→ PROBLEMS TO SOLVE
**1)** Summarize the forum thread about a tortoise burrow in three sentences.
**2)** Pick up the forum thread about the tortoise burrow and continue it from its last line.

→ EXTRACT TO READ
◇ ◇ ◇
I used regular colored concrete blocks for my tortoises borrow because it had holes down through it. Instead of cementing it, I packed wet mud down into the holes with a stick. I did eventually make changes to it by making it longer and I have to say it didn’t want to come apart with the dried hard mud holding it together. The concrete block doesn’t look as nice as the brick, but it is strong and also provides a planter above.

Oh I just now noticed that this was an old thread. I thought you just did this.


----------



## Team Gomberg (Jul 5, 2015)

@JohnnyB65 You are absolutely right though. I moved and was able to give all the brick to a friend. Had it been cemented...well... Based on your car jack story, you get it. That was hilarious btw..


----------



## Tort Love (Jul 5, 2015)

Team Gomberg said:


> It was brought to my attention that Luke Skywalker's tort house wouldn't offer him a cool enough retreat during our warm/hot SoCal weather.
> 
> The thread to see his house is here:
> http://tortoiseforum.org/threads/new-outdoor-cdt-house.90294/#post-841444
> ...
◇ ◇ ◇
→ DATA LISTING
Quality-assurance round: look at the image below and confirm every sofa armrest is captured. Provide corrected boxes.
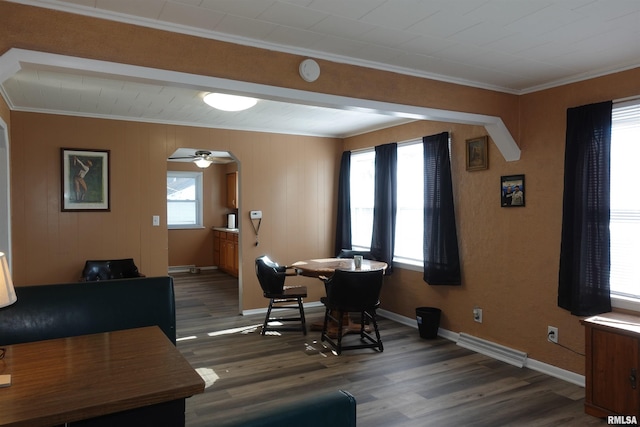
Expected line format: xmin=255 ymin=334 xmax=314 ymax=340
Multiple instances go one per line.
xmin=225 ymin=390 xmax=356 ymax=427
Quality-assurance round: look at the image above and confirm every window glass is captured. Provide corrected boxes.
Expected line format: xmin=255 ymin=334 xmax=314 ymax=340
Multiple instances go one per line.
xmin=350 ymin=151 xmax=376 ymax=250
xmin=609 ymin=100 xmax=640 ymax=298
xmin=167 ymin=171 xmax=203 ymax=228
xmin=394 ymin=143 xmax=424 ymax=264
xmin=351 ymin=141 xmax=424 ymax=265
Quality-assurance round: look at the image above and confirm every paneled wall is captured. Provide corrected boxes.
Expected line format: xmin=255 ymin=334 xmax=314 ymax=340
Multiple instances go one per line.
xmin=11 ymin=112 xmax=342 ymax=309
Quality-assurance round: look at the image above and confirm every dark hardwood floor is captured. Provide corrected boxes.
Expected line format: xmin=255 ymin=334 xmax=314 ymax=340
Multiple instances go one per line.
xmin=173 ymin=270 xmax=606 ymax=427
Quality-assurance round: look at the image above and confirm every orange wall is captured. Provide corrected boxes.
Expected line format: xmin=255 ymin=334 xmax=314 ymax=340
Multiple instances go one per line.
xmin=11 ymin=112 xmax=342 ymax=309
xmin=345 ymin=69 xmax=640 ymax=374
xmin=5 ymin=2 xmax=640 ymax=373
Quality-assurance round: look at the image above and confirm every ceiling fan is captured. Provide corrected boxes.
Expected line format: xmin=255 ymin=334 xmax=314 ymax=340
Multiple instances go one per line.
xmin=169 ymin=150 xmax=233 ymax=169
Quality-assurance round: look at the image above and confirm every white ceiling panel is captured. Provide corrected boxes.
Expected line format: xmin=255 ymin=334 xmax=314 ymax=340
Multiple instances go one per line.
xmin=0 ymin=0 xmax=640 ymax=137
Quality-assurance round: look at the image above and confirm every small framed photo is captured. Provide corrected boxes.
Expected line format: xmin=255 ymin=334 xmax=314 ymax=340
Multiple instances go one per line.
xmin=60 ymin=148 xmax=110 ymax=212
xmin=466 ymin=135 xmax=489 ymax=171
xmin=500 ymin=175 xmax=525 ymax=208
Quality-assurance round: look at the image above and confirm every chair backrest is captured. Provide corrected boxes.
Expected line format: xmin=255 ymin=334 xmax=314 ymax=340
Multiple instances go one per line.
xmin=256 ymin=255 xmax=286 ymax=296
xmin=325 ymin=269 xmax=384 ymax=311
xmin=336 ymin=249 xmax=377 ymax=261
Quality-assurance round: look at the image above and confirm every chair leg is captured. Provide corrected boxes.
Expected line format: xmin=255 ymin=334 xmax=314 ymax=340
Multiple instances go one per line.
xmin=262 ymin=298 xmax=273 ymax=335
xmin=336 ymin=311 xmax=344 ymax=356
xmin=320 ymin=308 xmax=329 ymax=341
xmin=369 ymin=310 xmax=384 ymax=352
xmin=298 ymin=297 xmax=307 ymax=335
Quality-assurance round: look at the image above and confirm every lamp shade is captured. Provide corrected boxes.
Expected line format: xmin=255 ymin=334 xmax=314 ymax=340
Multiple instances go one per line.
xmin=0 ymin=252 xmax=18 ymax=308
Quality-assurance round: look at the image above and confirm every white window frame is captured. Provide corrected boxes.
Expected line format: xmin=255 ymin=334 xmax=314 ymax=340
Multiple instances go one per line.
xmin=351 ymin=139 xmax=424 ymax=271
xmin=167 ymin=171 xmax=204 ymax=230
xmin=611 ymin=99 xmax=640 ymax=311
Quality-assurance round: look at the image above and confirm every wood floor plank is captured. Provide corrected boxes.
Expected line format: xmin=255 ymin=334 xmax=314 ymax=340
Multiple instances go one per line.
xmin=174 ymin=270 xmax=606 ymax=427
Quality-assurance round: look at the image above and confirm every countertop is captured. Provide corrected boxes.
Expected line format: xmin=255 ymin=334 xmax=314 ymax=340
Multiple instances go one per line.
xmin=211 ymin=227 xmax=240 ymax=233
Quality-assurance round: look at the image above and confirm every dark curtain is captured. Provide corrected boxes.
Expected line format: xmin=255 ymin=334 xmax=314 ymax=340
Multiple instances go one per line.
xmin=558 ymin=101 xmax=613 ymax=316
xmin=335 ymin=151 xmax=351 ymax=255
xmin=371 ymin=143 xmax=398 ymax=274
xmin=422 ymin=132 xmax=462 ymax=285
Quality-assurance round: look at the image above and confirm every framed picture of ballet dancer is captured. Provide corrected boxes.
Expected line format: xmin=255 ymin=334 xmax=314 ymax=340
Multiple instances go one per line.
xmin=60 ymin=148 xmax=111 ymax=212
xmin=500 ymin=175 xmax=525 ymax=208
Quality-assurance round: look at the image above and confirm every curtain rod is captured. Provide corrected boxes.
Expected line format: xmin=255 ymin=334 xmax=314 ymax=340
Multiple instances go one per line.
xmin=613 ymin=95 xmax=640 ymax=104
xmin=349 ymin=131 xmax=453 ymax=153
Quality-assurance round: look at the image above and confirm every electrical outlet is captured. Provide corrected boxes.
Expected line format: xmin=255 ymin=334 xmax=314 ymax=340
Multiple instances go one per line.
xmin=473 ymin=307 xmax=482 ymax=323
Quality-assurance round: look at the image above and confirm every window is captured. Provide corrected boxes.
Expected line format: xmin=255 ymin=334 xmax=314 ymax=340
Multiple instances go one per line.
xmin=609 ymin=100 xmax=640 ymax=299
xmin=351 ymin=141 xmax=424 ymax=265
xmin=351 ymin=151 xmax=376 ymax=250
xmin=394 ymin=142 xmax=424 ymax=265
xmin=167 ymin=171 xmax=203 ymax=228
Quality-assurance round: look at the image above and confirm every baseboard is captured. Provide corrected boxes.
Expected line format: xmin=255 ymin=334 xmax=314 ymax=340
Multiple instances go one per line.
xmin=378 ymin=310 xmax=585 ymax=387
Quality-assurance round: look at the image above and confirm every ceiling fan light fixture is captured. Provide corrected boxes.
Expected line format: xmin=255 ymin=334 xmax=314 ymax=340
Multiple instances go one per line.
xmin=204 ymin=92 xmax=258 ymax=111
xmin=193 ymin=157 xmax=213 ymax=169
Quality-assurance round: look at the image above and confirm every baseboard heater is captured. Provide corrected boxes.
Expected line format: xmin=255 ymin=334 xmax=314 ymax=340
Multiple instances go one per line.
xmin=456 ymin=332 xmax=527 ymax=368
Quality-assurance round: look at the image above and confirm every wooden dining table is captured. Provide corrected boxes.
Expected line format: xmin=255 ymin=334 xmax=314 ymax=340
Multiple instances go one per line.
xmin=291 ymin=258 xmax=387 ymax=277
xmin=291 ymin=258 xmax=387 ymax=336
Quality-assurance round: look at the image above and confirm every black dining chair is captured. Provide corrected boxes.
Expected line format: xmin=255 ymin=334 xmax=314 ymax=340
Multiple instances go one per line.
xmin=336 ymin=249 xmax=377 ymax=261
xmin=320 ymin=270 xmax=384 ymax=354
xmin=256 ymin=255 xmax=307 ymax=335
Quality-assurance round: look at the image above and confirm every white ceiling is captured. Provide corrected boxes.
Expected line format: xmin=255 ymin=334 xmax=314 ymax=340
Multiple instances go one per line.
xmin=0 ymin=0 xmax=640 ymax=137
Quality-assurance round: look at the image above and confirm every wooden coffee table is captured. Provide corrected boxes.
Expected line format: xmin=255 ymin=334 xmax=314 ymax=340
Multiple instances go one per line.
xmin=0 ymin=326 xmax=204 ymax=427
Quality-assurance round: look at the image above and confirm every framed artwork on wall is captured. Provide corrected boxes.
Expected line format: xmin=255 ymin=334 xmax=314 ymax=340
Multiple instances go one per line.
xmin=60 ymin=148 xmax=111 ymax=212
xmin=466 ymin=135 xmax=489 ymax=171
xmin=500 ymin=175 xmax=525 ymax=208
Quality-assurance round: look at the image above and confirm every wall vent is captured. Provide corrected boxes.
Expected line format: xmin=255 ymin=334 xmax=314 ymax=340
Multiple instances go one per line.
xmin=456 ymin=332 xmax=527 ymax=368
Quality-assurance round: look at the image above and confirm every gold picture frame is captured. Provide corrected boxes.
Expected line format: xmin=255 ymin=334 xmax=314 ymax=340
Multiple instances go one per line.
xmin=60 ymin=148 xmax=111 ymax=212
xmin=466 ymin=135 xmax=489 ymax=171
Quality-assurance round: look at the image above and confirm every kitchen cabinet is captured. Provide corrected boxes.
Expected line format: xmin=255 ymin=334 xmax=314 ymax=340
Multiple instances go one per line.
xmin=213 ymin=230 xmax=239 ymax=277
xmin=582 ymin=313 xmax=640 ymax=418
xmin=227 ymin=172 xmax=238 ymax=209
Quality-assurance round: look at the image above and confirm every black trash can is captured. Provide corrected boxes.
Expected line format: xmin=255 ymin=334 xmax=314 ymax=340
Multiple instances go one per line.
xmin=416 ymin=307 xmax=442 ymax=339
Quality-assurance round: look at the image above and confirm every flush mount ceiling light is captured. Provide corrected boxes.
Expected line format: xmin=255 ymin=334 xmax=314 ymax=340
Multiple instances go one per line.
xmin=298 ymin=59 xmax=320 ymax=83
xmin=204 ymin=92 xmax=258 ymax=111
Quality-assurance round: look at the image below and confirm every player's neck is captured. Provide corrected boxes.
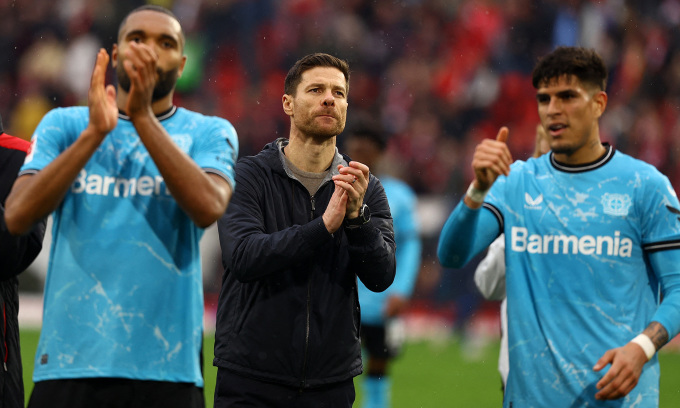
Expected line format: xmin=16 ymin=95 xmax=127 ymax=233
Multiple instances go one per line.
xmin=116 ymin=91 xmax=173 ymax=116
xmin=553 ymin=138 xmax=607 ymax=166
xmin=283 ymin=134 xmax=335 ymax=173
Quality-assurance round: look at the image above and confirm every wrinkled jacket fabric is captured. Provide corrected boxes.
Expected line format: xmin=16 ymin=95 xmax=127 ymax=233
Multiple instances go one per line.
xmin=0 ymin=132 xmax=45 ymax=408
xmin=214 ymin=139 xmax=395 ymax=388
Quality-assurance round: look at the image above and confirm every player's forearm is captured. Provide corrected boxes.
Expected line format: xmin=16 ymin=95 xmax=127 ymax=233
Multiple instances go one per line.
xmin=133 ymin=116 xmax=232 ymax=228
xmin=5 ymin=128 xmax=101 ymax=235
xmin=642 ymin=322 xmax=670 ymax=350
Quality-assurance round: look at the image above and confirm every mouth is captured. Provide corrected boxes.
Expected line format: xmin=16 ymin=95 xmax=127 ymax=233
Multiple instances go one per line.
xmin=548 ymin=123 xmax=567 ymax=136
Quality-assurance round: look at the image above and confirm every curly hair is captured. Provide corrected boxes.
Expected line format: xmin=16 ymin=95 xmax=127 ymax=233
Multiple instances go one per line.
xmin=531 ymin=47 xmax=607 ymax=91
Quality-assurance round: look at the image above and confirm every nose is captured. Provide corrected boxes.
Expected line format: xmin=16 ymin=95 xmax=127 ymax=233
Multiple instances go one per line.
xmin=323 ymin=91 xmax=335 ymax=106
xmin=547 ymin=97 xmax=562 ymax=115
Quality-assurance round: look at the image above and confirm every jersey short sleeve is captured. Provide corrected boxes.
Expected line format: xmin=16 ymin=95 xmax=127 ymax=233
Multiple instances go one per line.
xmin=634 ymin=169 xmax=680 ymax=247
xmin=187 ymin=112 xmax=238 ymax=187
xmin=19 ymin=107 xmax=88 ymax=175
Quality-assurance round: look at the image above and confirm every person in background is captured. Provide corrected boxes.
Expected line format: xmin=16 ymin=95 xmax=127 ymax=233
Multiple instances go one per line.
xmin=5 ymin=5 xmax=238 ymax=408
xmin=0 ymin=114 xmax=46 ymax=408
xmin=343 ymin=121 xmax=422 ymax=408
xmin=475 ymin=124 xmax=550 ymax=390
xmin=213 ymin=53 xmax=396 ymax=408
xmin=437 ymin=47 xmax=680 ymax=408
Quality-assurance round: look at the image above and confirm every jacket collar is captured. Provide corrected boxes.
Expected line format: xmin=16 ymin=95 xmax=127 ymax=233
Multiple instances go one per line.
xmin=270 ymin=137 xmax=348 ymax=184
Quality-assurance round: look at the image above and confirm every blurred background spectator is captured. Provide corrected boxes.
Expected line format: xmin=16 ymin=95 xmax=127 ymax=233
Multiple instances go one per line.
xmin=5 ymin=0 xmax=680 ymax=344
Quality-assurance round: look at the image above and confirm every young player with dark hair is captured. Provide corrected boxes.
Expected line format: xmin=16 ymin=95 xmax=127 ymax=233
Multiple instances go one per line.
xmin=438 ymin=47 xmax=680 ymax=407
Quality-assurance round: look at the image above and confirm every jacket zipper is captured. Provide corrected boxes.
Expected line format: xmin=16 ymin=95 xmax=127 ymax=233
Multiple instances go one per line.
xmin=300 ymin=196 xmax=316 ymax=393
xmin=2 ymin=302 xmax=9 ymax=372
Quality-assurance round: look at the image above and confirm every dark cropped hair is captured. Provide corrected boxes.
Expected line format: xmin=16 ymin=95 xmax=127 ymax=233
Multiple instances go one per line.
xmin=531 ymin=47 xmax=607 ymax=91
xmin=283 ymin=53 xmax=349 ymax=95
xmin=118 ymin=4 xmax=186 ymax=50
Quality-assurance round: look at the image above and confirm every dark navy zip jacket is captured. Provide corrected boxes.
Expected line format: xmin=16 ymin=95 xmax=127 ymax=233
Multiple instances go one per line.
xmin=0 ymin=131 xmax=46 ymax=408
xmin=214 ymin=139 xmax=396 ymax=389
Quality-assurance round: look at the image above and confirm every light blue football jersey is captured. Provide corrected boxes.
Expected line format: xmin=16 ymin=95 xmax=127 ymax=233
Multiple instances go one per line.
xmin=484 ymin=145 xmax=680 ymax=408
xmin=357 ymin=177 xmax=422 ymax=325
xmin=21 ymin=107 xmax=238 ymax=386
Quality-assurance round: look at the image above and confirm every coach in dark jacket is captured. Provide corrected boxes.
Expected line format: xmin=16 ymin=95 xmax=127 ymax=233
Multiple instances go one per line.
xmin=0 ymin=115 xmax=45 ymax=408
xmin=214 ymin=54 xmax=395 ymax=408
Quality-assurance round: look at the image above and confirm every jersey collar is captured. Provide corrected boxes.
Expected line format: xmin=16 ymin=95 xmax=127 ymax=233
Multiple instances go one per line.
xmin=550 ymin=142 xmax=615 ymax=173
xmin=118 ymin=105 xmax=177 ymax=120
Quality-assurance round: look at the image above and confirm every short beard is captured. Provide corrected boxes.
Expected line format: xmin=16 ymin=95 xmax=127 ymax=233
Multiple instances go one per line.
xmin=116 ymin=61 xmax=179 ymax=103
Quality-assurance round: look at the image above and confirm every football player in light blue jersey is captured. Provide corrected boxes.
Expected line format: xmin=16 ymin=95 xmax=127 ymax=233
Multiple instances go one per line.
xmin=438 ymin=47 xmax=680 ymax=408
xmin=344 ymin=121 xmax=422 ymax=408
xmin=6 ymin=6 xmax=238 ymax=408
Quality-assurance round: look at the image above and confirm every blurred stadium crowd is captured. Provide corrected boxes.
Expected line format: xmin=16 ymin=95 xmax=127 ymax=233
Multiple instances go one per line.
xmin=0 ymin=0 xmax=680 ymax=332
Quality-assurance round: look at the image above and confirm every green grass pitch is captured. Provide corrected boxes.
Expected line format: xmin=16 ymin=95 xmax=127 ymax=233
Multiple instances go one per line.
xmin=21 ymin=330 xmax=680 ymax=408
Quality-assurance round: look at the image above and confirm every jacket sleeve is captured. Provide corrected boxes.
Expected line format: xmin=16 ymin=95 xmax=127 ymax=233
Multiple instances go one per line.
xmin=0 ymin=205 xmax=46 ymax=280
xmin=437 ymin=200 xmax=501 ymax=268
xmin=217 ymin=162 xmax=333 ymax=282
xmin=344 ymin=175 xmax=397 ymax=292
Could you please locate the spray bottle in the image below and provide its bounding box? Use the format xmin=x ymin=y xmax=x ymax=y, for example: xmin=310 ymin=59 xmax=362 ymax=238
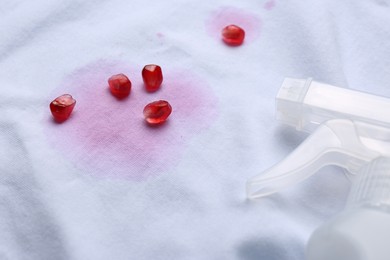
xmin=247 ymin=78 xmax=390 ymax=260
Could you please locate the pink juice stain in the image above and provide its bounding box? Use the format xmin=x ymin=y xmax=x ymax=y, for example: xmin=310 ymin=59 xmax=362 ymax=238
xmin=45 ymin=61 xmax=217 ymax=181
xmin=206 ymin=7 xmax=261 ymax=44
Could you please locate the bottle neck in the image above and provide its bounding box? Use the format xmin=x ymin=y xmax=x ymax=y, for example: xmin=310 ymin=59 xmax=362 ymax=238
xmin=347 ymin=157 xmax=390 ymax=213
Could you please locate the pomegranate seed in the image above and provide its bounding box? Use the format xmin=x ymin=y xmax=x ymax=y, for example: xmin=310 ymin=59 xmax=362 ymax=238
xmin=108 ymin=73 xmax=131 ymax=99
xmin=142 ymin=64 xmax=163 ymax=92
xmin=144 ymin=100 xmax=172 ymax=125
xmin=50 ymin=94 xmax=76 ymax=123
xmin=222 ymin=24 xmax=245 ymax=46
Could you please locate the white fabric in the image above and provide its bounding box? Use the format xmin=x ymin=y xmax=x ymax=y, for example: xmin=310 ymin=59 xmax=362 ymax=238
xmin=0 ymin=0 xmax=390 ymax=260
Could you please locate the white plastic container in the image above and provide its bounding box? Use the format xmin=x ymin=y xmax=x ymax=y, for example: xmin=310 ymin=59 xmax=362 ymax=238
xmin=247 ymin=78 xmax=390 ymax=260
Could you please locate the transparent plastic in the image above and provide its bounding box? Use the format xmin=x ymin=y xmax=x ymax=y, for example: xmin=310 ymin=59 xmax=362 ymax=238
xmin=247 ymin=78 xmax=390 ymax=260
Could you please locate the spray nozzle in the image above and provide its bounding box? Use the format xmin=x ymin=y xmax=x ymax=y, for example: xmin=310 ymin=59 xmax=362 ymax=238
xmin=247 ymin=78 xmax=390 ymax=198
xmin=247 ymin=78 xmax=390 ymax=260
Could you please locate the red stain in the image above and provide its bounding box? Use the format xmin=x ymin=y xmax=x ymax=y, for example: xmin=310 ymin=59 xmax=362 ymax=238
xmin=206 ymin=7 xmax=261 ymax=43
xmin=45 ymin=62 xmax=216 ymax=180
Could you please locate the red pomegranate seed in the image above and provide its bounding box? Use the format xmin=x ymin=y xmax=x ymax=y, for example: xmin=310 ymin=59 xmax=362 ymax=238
xmin=50 ymin=94 xmax=76 ymax=123
xmin=222 ymin=24 xmax=245 ymax=46
xmin=144 ymin=100 xmax=172 ymax=125
xmin=108 ymin=73 xmax=131 ymax=99
xmin=142 ymin=64 xmax=163 ymax=92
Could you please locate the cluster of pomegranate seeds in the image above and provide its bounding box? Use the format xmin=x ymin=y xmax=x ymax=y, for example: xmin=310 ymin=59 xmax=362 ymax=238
xmin=222 ymin=24 xmax=245 ymax=46
xmin=50 ymin=94 xmax=76 ymax=123
xmin=142 ymin=64 xmax=163 ymax=92
xmin=108 ymin=73 xmax=131 ymax=99
xmin=50 ymin=64 xmax=172 ymax=126
xmin=144 ymin=100 xmax=172 ymax=126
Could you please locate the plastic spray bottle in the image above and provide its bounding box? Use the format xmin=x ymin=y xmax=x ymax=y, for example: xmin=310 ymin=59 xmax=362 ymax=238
xmin=247 ymin=78 xmax=390 ymax=260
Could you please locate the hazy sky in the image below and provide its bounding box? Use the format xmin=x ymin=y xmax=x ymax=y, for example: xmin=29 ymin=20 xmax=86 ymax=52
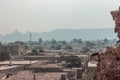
◇ ◇ ◇
→ THE RESPONSES
**1)** One poster built a tortoise burrow from concrete blocks with holes, packing wet mud into the holes instead of using cement. The dried mud held so firmly that the blocks resisted coming apart when the burrow was lengthened, and though less attractive than brick, the blocks are strong and give a planter on top. Team Gomberg agreed with JohnnyB65, noting that after moving, the uncemented brick could be given to a friend, and Tort Love then quoted a post saying Luke Skywalker's tort house wouldn't stay cool enough in warm SoCal weather.

**2)**
Love this very cool and so cute


----------



## Jacqui (Jul 6, 2015)

JohnnyB65 said:


> Hi Heather, it looks good and I have to tell you that it is probably better to not cement them in place just in case you ever want to make changes. I built an above ground pond many years ago and cemented it all together, but after about 5 or 6 years later I decided that I wanted to move the pond. I had cemented it so well that I could not break it apart and had to use a car jack to lift it up and roll it out on pipes.
> 
> Now I only build things that can be taken apart. I used Patio Wall Blocks for my second pond without the concrete and have made numerous changes over the years.
> 
> ...



I love the look you ended up with this by using the choices you made.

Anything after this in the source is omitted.